何が正しい、何が正義かなんて言うのは、「混乱」「恐怖」の前では一変してしまう。


ハービーが大事にしていたのもこの手の「正義感」や「倫理観」だった。だからジョーカー(混沌)の前では簡単にひっくり返る。


だけど、バットマンは違った。


ひっくり返らない。

曲げない。

ジョーカーは「頑固なやつだ」と言っていた。


この頑固さこそが、「混沌」に立ち向かう唯一の武器なのかもしれない。



村上春樹の『ダンス・ダンス・ダンス』でも自分のステップを踏むことが大事だと言っていた。

”とびっきり上手く踊るんだ。みんなが感心するくらいに。”




ジョーカーに打ち勝つためには、そういう頑固さ、愚直さ、泥臭さみたいなものが必要なんだと思う。






僕らにはまだまだ幻想が必要



ジョーカーに勝つためには「頑固さ」や「自分なりのステップ」が大事なんだけど、世の中そんなについよい人はあまりいない。

やっぱり、恐怖や混乱には弱い。


だから、最後に頼るのは、「幻想」だ。


市民は「光の騎士ハービー」の幻想が必要だった。

→ **データセット項目**
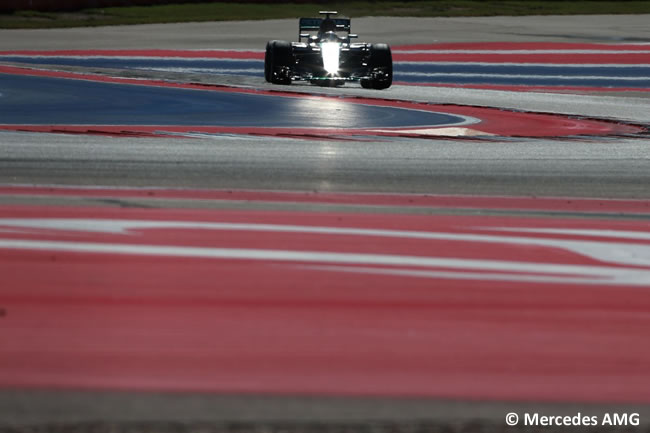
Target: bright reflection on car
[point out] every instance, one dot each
(330, 52)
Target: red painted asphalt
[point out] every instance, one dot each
(508, 308)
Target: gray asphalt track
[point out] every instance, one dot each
(613, 167)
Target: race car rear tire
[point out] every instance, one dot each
(380, 65)
(268, 61)
(278, 62)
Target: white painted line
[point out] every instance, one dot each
(605, 275)
(617, 253)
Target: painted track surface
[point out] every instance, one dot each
(328, 303)
(356, 326)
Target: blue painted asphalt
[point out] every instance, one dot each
(620, 76)
(59, 101)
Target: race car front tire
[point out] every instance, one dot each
(278, 62)
(380, 66)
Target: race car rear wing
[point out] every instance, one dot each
(313, 24)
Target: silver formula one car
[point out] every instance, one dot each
(324, 55)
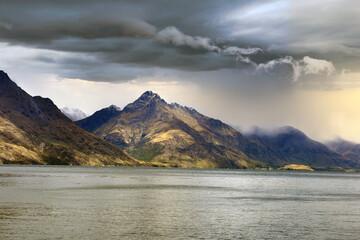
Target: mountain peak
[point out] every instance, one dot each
(114, 108)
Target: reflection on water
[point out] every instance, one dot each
(139, 203)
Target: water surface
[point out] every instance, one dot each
(42, 202)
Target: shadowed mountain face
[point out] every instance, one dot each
(152, 130)
(170, 134)
(348, 149)
(295, 147)
(33, 130)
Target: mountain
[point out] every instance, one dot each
(295, 147)
(346, 148)
(154, 131)
(73, 113)
(33, 130)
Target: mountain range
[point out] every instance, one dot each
(151, 132)
(154, 131)
(34, 131)
(346, 148)
(74, 114)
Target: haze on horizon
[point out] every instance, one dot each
(267, 63)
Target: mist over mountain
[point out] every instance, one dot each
(152, 130)
(74, 114)
(297, 148)
(34, 131)
(348, 149)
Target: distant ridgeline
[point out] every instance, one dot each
(164, 134)
(34, 131)
(150, 132)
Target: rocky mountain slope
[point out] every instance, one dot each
(154, 131)
(33, 130)
(73, 113)
(294, 147)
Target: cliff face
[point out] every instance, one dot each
(33, 130)
(157, 132)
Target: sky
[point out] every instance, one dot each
(266, 63)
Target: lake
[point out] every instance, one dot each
(61, 202)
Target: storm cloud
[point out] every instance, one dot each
(222, 35)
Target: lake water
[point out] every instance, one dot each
(42, 202)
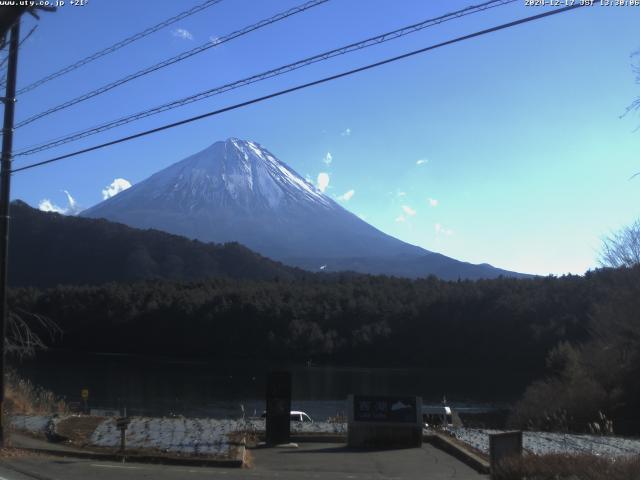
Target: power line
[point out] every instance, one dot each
(302, 86)
(26, 37)
(263, 76)
(172, 60)
(119, 45)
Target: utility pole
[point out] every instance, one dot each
(5, 185)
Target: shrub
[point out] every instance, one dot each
(573, 467)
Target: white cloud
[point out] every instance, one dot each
(182, 33)
(440, 230)
(72, 208)
(346, 196)
(118, 185)
(408, 210)
(323, 181)
(73, 205)
(46, 205)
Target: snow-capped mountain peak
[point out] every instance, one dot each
(236, 190)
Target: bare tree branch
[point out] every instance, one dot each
(622, 249)
(22, 339)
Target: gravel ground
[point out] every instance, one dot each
(544, 442)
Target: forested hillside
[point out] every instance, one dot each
(505, 323)
(48, 249)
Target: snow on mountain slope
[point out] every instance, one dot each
(237, 190)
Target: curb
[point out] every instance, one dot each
(471, 459)
(319, 438)
(237, 462)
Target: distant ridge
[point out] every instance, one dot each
(47, 249)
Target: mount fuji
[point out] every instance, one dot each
(237, 191)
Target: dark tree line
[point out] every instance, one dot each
(502, 323)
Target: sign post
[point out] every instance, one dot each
(122, 423)
(384, 421)
(278, 421)
(84, 393)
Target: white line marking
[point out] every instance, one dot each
(114, 466)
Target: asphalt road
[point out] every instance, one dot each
(311, 460)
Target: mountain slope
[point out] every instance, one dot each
(238, 191)
(47, 249)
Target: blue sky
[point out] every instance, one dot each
(507, 149)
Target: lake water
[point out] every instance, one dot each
(162, 387)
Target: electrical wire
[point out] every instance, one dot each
(262, 76)
(303, 86)
(119, 45)
(170, 61)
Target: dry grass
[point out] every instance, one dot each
(23, 397)
(569, 467)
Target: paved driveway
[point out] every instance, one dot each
(311, 460)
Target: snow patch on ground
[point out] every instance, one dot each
(193, 436)
(541, 443)
(31, 423)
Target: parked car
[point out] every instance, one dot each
(437, 416)
(295, 416)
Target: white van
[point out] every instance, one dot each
(436, 416)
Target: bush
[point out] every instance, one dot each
(573, 467)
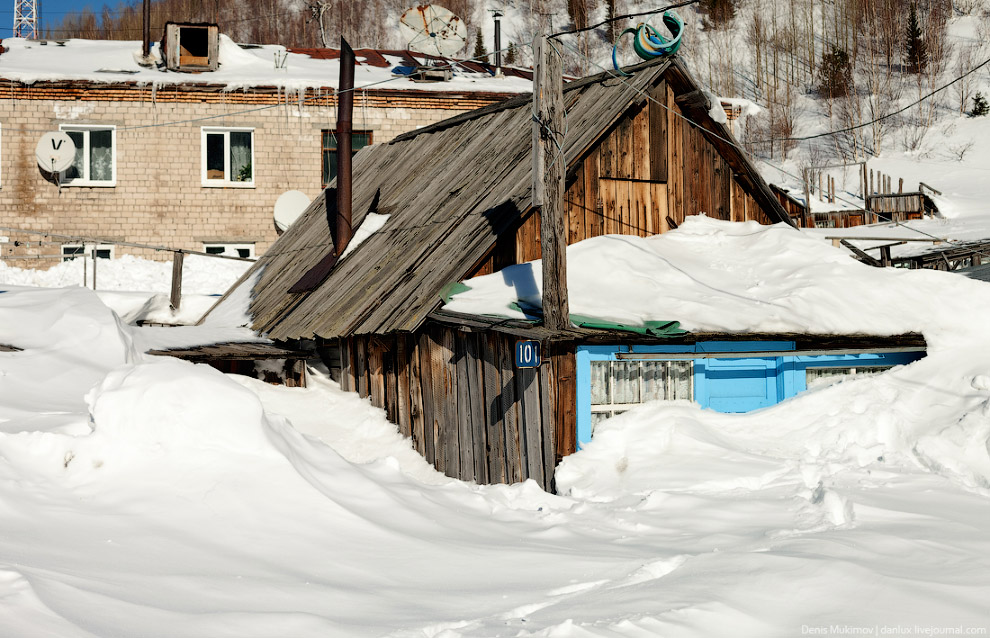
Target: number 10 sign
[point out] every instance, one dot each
(527, 354)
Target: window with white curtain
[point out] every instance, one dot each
(228, 157)
(95, 163)
(617, 386)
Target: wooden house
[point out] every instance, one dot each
(641, 153)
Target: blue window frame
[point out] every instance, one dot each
(723, 384)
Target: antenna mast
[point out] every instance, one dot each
(26, 19)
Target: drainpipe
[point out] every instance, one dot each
(146, 29)
(345, 109)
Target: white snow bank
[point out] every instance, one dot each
(720, 276)
(173, 404)
(138, 289)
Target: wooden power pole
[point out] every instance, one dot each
(549, 166)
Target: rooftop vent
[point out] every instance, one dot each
(191, 48)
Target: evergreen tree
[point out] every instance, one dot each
(835, 74)
(916, 52)
(479, 46)
(980, 106)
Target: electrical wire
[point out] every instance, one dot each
(626, 17)
(736, 145)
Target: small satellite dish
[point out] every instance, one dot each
(55, 152)
(288, 207)
(433, 29)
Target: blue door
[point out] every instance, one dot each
(739, 385)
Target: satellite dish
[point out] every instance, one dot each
(288, 207)
(55, 152)
(433, 29)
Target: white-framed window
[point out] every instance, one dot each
(228, 157)
(96, 155)
(231, 250)
(72, 251)
(617, 386)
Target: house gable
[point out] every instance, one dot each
(458, 193)
(643, 176)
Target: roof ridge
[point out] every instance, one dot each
(525, 98)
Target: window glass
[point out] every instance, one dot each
(214, 155)
(240, 156)
(76, 171)
(100, 155)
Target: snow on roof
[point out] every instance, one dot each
(717, 276)
(109, 61)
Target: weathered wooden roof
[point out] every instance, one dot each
(451, 189)
(911, 341)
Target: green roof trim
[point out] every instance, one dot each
(652, 328)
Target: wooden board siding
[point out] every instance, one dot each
(453, 190)
(485, 420)
(633, 180)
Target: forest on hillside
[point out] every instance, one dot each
(851, 63)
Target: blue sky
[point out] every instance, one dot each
(51, 12)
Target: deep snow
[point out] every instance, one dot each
(152, 497)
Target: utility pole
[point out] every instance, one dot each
(26, 19)
(548, 179)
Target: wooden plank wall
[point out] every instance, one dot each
(652, 166)
(466, 407)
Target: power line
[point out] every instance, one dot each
(736, 145)
(626, 17)
(888, 115)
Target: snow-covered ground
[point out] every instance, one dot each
(152, 497)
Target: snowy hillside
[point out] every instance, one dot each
(151, 497)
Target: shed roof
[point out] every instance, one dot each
(451, 189)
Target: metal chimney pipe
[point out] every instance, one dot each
(498, 42)
(345, 109)
(146, 29)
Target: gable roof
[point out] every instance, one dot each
(451, 189)
(241, 66)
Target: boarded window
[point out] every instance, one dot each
(194, 46)
(822, 377)
(617, 386)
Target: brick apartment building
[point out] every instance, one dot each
(191, 160)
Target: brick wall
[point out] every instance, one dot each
(159, 198)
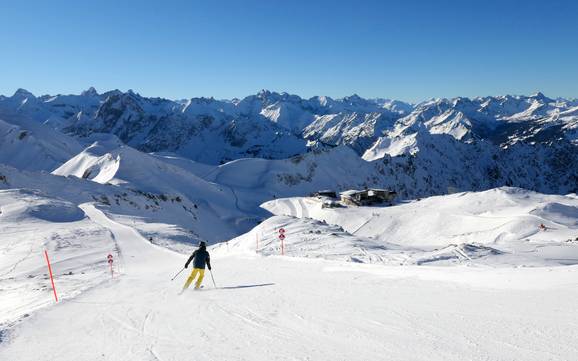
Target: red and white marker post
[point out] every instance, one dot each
(281, 238)
(109, 257)
(51, 278)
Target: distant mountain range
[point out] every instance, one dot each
(419, 149)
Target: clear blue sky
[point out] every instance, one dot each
(408, 50)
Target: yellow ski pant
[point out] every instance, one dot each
(200, 272)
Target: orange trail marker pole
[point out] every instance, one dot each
(51, 278)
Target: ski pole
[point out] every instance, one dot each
(213, 278)
(178, 273)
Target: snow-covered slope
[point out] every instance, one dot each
(28, 145)
(287, 307)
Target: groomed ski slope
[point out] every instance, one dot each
(281, 308)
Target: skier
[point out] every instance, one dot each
(200, 257)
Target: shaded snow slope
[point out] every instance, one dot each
(28, 145)
(30, 223)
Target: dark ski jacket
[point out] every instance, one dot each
(199, 258)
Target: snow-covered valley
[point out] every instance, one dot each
(477, 257)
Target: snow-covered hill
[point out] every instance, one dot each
(501, 226)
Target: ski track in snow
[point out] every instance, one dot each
(277, 308)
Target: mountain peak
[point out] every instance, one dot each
(23, 93)
(89, 92)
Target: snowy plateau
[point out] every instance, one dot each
(476, 258)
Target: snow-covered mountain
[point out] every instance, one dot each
(419, 150)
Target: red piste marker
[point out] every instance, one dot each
(51, 278)
(109, 257)
(282, 237)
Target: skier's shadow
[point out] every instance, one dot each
(246, 286)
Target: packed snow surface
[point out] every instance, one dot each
(267, 306)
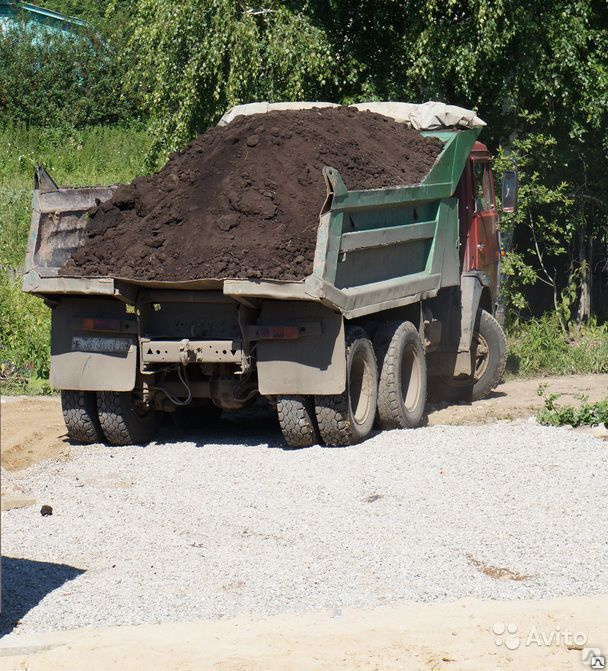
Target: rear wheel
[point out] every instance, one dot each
(347, 418)
(402, 385)
(489, 359)
(124, 419)
(297, 419)
(80, 416)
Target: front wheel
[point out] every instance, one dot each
(80, 416)
(489, 359)
(402, 386)
(124, 419)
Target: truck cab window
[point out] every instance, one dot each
(483, 187)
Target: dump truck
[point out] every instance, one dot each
(400, 304)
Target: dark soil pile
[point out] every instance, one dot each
(243, 200)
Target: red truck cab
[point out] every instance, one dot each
(479, 225)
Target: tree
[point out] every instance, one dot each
(193, 59)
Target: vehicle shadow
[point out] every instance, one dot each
(251, 426)
(25, 583)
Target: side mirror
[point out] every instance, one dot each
(509, 191)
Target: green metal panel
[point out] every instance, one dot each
(375, 249)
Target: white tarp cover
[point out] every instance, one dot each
(426, 116)
(262, 108)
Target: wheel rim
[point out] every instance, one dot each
(411, 379)
(360, 387)
(480, 364)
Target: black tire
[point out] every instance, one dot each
(297, 419)
(402, 383)
(121, 423)
(489, 349)
(348, 418)
(80, 416)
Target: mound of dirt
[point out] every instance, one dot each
(243, 200)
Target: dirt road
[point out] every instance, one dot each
(460, 635)
(33, 429)
(463, 634)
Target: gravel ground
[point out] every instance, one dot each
(186, 530)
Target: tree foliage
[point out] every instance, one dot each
(192, 60)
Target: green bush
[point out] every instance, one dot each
(54, 80)
(538, 347)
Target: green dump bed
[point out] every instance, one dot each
(376, 249)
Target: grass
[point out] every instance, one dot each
(586, 414)
(93, 156)
(538, 348)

→ **課題と演習**
a - ジョーカーとバットマンについての文章のうち、「この頑固さこそが、「混沌」に立ち向かう唯一の武器なのかもしれない。」から始まり「いなものが必要なんだと思う。」で終わる部分を、一字一句そのまま書き写してください。
b - ジョーカーとバットマンについての文章の最後の文に続けて、その先を書き進めてください。

→ **課題別の解答**
a -
この頑固さこそが、「混沌」に立ち向かう唯一の武器なのかもしれない。



村上春樹の『ダンス・ダンス・ダンス』でも自分のステップを踏むことが大事だと言っていた。

”とびっきり上手く踊るんだ。みんなが感心するくらいに。”




ジョーカーに打ち勝つためには、そういう頑固さ、愚直さ、泥臭さみたいなものが必要なんだと思う。

b -
バットマンはレイチェルの愛という幻想が必要だった。


それらはまさにジョーカーによって簡単にひっくり返される類のものだ。

だけど、それに頼らざるを得ないところが、「現実」である。


だから、幻想だけではどうしようもない部分を「ダークナイト」に託す。


僕らには、まだ「光の騎士」という幻想が必要だ。

僕らには、まだ「闇の騎士」という存在が必要だ。


だけど、2隻の船が無事だったように混沌の中にも希望がある。

それがバットマンのいない世界を作る原動力になるとおもう。



ヒース・レジャーについて


こんなにすごいジョーカーを演じたヒース・レジャーがなくなったのは、本当に悲しい。

この映画でジョーカーが2度目に登場するシーンが非常に印象的だった。

鉛筆を消すマジック。


このシーンで、僕は一気にジョーカーの世界に引き込まれてしまった。

本当にジョーカー、すごいと思いました。



『ダークナイト』というタイトルについて


ずっと、『The Dark Night』だと思っていたことは内緒です。





以上。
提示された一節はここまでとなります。